Problems to solve:
(a) Answer these from the SQL concepts notes:
(i) How do the notes define a transaction?
(ii) Which three properties does the CAP theorem say cannot be achieved simultaneously in a distributed system?
(iii) Which optimizations are named as raising performance while increasing the risk of data loss?
(b) Transcribe the section of the SQL concepts notes starting at "SQL Concepts" and ending at "in the system.".

Provided passage:
SQL Concepts
ACID
- ACID refers to a set of principles that ensure reliable data transactions
- These are the properties of a transaction
- Transaction is a logical group of one or more SQL statements
Atomicity:
- Either all or none are applied to a database Example: In a banking system for a money transfer two operations have to be done like debit and credit in this scenario two operations or none should be done
Consistency:
- Transactions always leave the database in a consistent state
Isolation:
- When multiple transactions are being simultaneously executed and in parallel in a database system, then the carrying out and execution of the transaction would occur as if it is the only transaction that exists in the system.
- None of the transactions would affect any other transaction’s existence.
Durability:
- Once a transaction is committed, its changes are permanent and will survive any subsequent system failures, even power loss or crashes.
CAP Theorem: It states that in a distributed system, it is impossible to simultaneously achieve Consistency, Availability, and partition tolerance
- According to the above statement we have to give up something to gain something
Consistency:
Every read operation from the database returns the most recent write or an error. In other words, all nodes in the system see the same data at the same time.
Availability:
Every request to the database receives a response, without guaranteeing that it contains the most recent version of the data. In other words, the system is always up and running, even in the face of network partitions, hardware failures, or other forms of degradation.
Partition tolerance:
The system continues to operate even when network partitions occur, which means that some nodes in the system are unable to communicate with others.
Examples
- Trade-off between consistency and availability. Choosing to prioritize consistency may mean sacrificing some level of availability, while prioritizing availability may mean sacrificing some level of consistency.
- Another example of a trade-off in database management systems is between performance and data durability. Often, improving performance can come at the cost of reducing data durability. This is because some optimizations, such as buffering or caching data in memory, may increase performance but also increase the risk of data loss in the event of a system failure.

Supplied data:
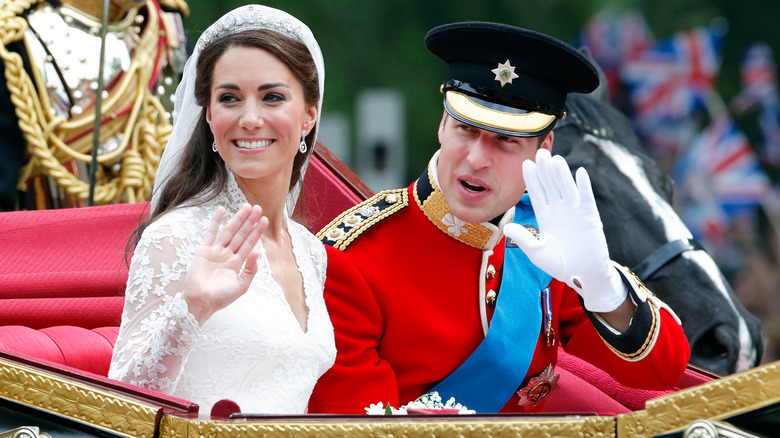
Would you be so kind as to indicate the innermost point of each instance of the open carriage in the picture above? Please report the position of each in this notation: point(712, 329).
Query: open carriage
point(62, 279)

Solved problems:
(a)
(i) A logical group of one or more SQL statements.
(ii) Consistency, availability, and partition tolerance.
(iii) Buffering or caching data in memory.

(b)
SQL Concepts
ACID
- ACID refers to a set of principles that ensure reliable data transactions
- These are the properties of a transaction
- Transaction is a logical group of one or more SQL statements
Atomicity:
- Either all or none are applied to a database Example: In a banking system for a money transfer two operations have to be done like debit and credit in this scenario two operations or none should be done
Consistency:
- Transactions always leave the database in a consistent state
Isolation:
- When multiple transactions are being simultaneously executed and in parallel in a database system, then the carrying out and execution of the transaction would occur as if it is the only transaction that exists in the system.